▶ _Tâches écrites_
A. D'après le texte sur l'agriculture aux îles Féroé, combien l'archipel compte-t-il de moutons et d'habitants ?
B. Reprenez le texte sur l'agriculture aux îles Féroé à l'endroit où il s'arrête, puis poursuivez-le.

▶ _Extrait du document_
L’agriculture au bout du monde

Sur les îles Féroé, on croise plus de moutons que d’êtres humains. On y trouve aussi un secteur laitier en moder­ni­sa­tion et des dîners partagés dans le salon des agri­cul­teurs.

Les Féroé sont loin de tout. Au beau milieu de l’Atlantique Nord, à mi-chemin entre la Norvège et l’Islande, les 18 îles sont sauvages, inhos­pi­ta­lières, bordées de falaises qui plongent abrup­te­ment dans la mer, et battues par le vent. Il y pleut près de 300 jours par an. Voilà quelque 1 200 ans, les Vikings y ont fait escale et leurs descen­dants composent, en partie, la popu­la­tion actuelle de l’archipel. Pour­quoi, dans leur quête d’une vie meilleure, décider de s’installer ici ? Selon la légende, lors de leur périple en direc­tion de l’Islande, tous les voya­geurs sujets au mal de mer y sont descendus – aujourd’hui encore, une grande partie des Féroïens n’ont pas le pied marin, nous raconte Harriet Olaf­sdóttir avec un clin d’œil.

Harriet, 33 ans, est bergère à la pointe sud d’Eysturoy, la deuxième plus grande île de l’archipel. Son exploi­ta­tion, Hanu­sars­tova, est joli­ment nichée au bord d’un village de 28 maisons baptisé Æðuvík. D’un côté les montagnes, de l’autre une vue dégagée sur les pâtures et la mer. Les îles Féroé (litté­ra­le­ment les « îles aux moutons » en danois), comptent plus d’ovins que d’humains : 80 000 bêtes pour 54 000 habi­tants.

Harriet Olaf­sdóttir est bergère sur l’île d’Eysturoy.

Races anciennes

Le mouton férin­gien est une race réper­to­riée, proba­ble­ment issue du spælsau norvé­gien et du mouton islan­dais. Au 19e et au 20e siècles, quelques Scot­tish Black­faces ont été importés pour améliorer la qualité de la laine. Il reste encore des hybrides aujourd’hui. On comp­te­rait plus de 300 couleurs de toison diffé­rentes au sein du cheptel, dont la laine est trans­formée sur place en articles tricotés.

Le mouton férin­gien passe toute l’année en plein air. C’est une race plutôt petite et robuste, bien adaptée au climat et aux sols de l’archipel. L’exploitation d’Harriet Olaf­sdóttir comprend environ 70 brebis et leur progé­ni­ture. Les surfaces de pâtu­rage sont répar­ties autour de l’exploitation. D’un côté, les zones clôtu­rées et drai­nées s’étendent jusqu’à la mer et de l’autre, des espaces ouverts s’élèvent vers les montagnes. Ici, les auto­mo­bi­listes sont incités à faire preuve de prudence, car à tout moment des moutons peuvent traverser la route.

Les Îles Féroé se situent à mi-chemin entre la Norvège et l’Islande.

▶ _Lignes de données_
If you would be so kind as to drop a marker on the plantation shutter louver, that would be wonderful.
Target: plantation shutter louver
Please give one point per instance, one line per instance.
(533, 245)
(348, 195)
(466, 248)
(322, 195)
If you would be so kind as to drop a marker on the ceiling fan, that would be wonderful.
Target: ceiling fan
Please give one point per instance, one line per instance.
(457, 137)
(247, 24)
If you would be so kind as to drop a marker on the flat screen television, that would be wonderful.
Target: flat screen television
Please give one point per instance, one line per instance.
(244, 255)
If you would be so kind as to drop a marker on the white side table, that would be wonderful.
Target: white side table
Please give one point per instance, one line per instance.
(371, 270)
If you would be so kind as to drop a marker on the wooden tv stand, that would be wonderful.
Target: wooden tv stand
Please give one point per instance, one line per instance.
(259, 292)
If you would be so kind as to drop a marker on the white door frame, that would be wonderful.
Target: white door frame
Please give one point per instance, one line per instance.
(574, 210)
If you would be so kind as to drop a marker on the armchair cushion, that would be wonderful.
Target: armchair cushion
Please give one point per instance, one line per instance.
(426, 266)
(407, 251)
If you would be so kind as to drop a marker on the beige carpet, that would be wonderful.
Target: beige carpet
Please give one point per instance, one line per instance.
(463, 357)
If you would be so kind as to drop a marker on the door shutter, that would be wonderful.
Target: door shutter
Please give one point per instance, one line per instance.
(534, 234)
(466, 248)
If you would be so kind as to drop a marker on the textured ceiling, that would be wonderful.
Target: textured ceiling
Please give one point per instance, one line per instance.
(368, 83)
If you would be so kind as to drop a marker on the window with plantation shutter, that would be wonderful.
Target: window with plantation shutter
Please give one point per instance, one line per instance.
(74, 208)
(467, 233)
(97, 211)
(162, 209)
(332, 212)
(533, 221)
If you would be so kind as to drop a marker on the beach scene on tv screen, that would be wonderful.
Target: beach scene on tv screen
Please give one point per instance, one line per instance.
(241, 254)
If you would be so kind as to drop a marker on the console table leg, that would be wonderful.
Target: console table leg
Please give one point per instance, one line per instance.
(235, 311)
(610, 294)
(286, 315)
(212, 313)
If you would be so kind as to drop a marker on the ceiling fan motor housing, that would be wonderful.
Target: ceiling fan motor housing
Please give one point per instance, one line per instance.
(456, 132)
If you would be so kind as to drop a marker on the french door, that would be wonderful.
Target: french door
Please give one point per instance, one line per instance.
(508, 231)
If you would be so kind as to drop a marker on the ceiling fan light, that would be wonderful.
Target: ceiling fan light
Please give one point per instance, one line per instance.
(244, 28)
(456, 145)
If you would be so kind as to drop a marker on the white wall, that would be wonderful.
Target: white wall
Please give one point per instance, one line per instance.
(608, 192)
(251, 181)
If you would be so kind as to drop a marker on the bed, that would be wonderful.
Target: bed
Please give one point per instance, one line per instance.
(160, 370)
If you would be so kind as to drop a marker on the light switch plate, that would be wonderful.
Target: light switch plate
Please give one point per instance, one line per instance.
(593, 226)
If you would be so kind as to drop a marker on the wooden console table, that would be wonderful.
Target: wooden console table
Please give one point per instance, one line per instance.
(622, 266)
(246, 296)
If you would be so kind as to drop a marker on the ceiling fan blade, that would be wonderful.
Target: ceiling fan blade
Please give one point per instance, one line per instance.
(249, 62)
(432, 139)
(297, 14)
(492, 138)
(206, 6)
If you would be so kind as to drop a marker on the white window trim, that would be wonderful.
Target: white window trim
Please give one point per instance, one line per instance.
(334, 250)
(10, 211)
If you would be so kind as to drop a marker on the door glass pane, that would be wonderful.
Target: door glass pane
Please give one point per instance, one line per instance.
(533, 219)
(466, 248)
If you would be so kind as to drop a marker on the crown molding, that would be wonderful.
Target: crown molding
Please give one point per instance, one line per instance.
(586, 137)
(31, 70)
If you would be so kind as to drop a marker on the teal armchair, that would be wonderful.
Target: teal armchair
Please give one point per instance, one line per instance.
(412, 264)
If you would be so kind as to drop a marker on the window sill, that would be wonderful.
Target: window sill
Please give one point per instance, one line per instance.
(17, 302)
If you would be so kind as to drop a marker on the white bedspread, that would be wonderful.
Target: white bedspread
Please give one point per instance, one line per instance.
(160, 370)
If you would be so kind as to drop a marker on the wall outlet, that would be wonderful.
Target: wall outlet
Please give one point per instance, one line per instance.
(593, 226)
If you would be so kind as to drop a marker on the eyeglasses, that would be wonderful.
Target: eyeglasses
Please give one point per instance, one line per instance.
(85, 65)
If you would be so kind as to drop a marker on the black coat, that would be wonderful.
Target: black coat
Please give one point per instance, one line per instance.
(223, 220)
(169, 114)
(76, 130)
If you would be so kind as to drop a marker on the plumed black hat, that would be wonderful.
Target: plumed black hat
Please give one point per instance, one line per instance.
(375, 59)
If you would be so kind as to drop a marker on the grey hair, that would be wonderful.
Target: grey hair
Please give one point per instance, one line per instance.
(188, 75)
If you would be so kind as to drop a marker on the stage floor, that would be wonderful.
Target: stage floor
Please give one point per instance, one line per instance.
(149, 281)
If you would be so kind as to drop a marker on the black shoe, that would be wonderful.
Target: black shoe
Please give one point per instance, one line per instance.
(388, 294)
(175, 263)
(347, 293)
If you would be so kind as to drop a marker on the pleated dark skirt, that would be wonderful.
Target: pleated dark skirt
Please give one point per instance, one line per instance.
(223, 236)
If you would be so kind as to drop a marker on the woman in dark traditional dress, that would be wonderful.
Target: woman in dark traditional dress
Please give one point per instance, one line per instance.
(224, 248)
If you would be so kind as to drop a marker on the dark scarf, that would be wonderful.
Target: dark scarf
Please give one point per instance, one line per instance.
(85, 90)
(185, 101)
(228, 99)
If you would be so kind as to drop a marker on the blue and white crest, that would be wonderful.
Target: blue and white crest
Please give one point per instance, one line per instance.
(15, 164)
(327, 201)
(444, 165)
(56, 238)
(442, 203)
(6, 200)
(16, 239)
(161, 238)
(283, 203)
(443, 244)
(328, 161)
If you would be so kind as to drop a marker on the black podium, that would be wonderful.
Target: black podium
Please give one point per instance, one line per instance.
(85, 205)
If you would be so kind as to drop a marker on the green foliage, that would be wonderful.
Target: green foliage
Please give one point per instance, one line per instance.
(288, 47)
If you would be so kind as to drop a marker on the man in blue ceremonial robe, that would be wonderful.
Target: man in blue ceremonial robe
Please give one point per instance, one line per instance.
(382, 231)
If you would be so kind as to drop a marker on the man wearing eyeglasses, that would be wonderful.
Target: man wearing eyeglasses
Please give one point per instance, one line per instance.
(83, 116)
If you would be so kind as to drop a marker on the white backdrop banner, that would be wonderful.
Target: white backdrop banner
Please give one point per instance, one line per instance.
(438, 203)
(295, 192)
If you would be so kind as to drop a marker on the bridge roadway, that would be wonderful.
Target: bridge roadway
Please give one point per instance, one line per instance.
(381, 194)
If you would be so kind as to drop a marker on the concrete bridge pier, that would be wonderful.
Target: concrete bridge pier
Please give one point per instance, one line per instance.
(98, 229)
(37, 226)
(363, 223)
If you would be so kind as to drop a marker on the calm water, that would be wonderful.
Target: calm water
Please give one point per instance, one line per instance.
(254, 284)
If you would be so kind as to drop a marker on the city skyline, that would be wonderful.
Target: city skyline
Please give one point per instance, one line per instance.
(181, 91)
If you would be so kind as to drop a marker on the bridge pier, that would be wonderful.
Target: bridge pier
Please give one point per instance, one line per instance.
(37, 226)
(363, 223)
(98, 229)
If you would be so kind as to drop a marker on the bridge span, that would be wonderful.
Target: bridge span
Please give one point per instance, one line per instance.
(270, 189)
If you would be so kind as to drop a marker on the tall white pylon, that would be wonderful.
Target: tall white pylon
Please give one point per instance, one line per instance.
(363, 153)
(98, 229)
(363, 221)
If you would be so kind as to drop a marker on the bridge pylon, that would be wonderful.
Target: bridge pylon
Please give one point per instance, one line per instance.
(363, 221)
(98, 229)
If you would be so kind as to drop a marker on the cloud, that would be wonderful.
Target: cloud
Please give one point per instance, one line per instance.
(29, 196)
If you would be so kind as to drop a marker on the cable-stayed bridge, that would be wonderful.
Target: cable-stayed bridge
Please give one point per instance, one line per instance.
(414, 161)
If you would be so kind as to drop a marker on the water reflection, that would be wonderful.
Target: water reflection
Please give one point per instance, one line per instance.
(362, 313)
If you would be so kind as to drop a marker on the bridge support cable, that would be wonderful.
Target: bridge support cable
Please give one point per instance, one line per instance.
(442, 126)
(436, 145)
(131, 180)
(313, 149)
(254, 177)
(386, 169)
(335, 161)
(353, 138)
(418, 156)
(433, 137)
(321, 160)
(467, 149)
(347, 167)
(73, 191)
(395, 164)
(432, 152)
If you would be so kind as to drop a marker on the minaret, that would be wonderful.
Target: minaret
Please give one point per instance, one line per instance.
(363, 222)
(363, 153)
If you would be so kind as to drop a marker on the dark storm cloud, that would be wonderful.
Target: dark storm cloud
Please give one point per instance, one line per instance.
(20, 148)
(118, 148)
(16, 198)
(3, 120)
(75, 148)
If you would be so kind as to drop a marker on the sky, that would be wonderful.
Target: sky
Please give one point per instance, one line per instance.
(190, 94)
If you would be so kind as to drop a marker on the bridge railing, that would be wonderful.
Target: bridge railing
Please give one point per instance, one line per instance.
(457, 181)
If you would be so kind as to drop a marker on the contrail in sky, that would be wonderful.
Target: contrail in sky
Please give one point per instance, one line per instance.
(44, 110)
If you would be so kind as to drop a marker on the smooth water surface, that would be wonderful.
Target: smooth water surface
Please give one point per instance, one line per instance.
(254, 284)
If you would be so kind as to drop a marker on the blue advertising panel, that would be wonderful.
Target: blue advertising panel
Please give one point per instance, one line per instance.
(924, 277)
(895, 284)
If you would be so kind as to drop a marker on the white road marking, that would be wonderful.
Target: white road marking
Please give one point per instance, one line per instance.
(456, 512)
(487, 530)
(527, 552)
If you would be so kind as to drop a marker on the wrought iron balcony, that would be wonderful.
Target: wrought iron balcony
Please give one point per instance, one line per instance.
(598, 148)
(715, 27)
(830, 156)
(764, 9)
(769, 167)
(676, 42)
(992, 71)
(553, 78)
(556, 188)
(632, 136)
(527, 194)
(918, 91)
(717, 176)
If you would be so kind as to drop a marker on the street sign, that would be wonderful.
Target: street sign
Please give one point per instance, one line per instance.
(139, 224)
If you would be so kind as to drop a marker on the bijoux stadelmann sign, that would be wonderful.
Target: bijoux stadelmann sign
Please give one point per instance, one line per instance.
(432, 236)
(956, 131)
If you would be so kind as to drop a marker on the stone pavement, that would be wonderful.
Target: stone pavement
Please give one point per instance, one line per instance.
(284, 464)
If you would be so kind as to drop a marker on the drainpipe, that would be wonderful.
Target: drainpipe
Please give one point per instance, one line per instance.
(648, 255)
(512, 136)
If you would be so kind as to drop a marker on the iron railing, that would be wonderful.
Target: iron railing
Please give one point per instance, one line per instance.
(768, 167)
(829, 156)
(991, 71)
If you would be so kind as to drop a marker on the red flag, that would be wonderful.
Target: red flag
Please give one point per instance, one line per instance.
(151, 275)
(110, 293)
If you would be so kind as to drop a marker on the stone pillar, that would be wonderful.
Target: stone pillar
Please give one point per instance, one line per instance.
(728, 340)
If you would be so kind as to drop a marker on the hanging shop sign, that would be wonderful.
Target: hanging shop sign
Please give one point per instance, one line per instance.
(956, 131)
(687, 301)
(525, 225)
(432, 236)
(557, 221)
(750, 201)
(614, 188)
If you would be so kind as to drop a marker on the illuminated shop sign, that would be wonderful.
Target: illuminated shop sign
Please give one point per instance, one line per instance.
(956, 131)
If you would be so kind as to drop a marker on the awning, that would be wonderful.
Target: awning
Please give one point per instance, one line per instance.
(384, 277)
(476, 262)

▶ _Réponses par tâche_
A. L'archipel compte 80 000 moutons pour 54 000 habitants.

B.
Le mouton férin­gien est proba­ble­ment issu du spælsau norvé­gien et du mouton islan­dais.

Ces pâtures font partie du « King’s Land » ; elles sont louées à l’État pour 24 €/an.

Les zones de pâtu­rage font partie du « King’s Land », selon les mots de Harriet (en fran­çais : les terres du roi). Elle les loue à l’État pour une somme symbo­lique de 180 couronnes par an (24 €), avec un quota sur le nombre de têtes auto­ri­sées. Les brebis agnèlent une seule fois en moyenne, ce qui suffit, car les animaux doivent se contenter des maigres herbages que le sol a à offrir. Les agneaux sont abattus à 15-20 kg de poids vif ; l’abattage à la ferme est la pratique la plus courante. « Nous produi­sons environ 55 agneaux par an », rapporte Harriet. Seul un tiers d’entre eux est vendu, le reste est gardé pour la consom­ma­tion person­nelle et la famille. « Tous ceux qui nous ont aidés pendant l’année reçoivent quelque chose. Un agneau équi­vaut à un jour de travail. »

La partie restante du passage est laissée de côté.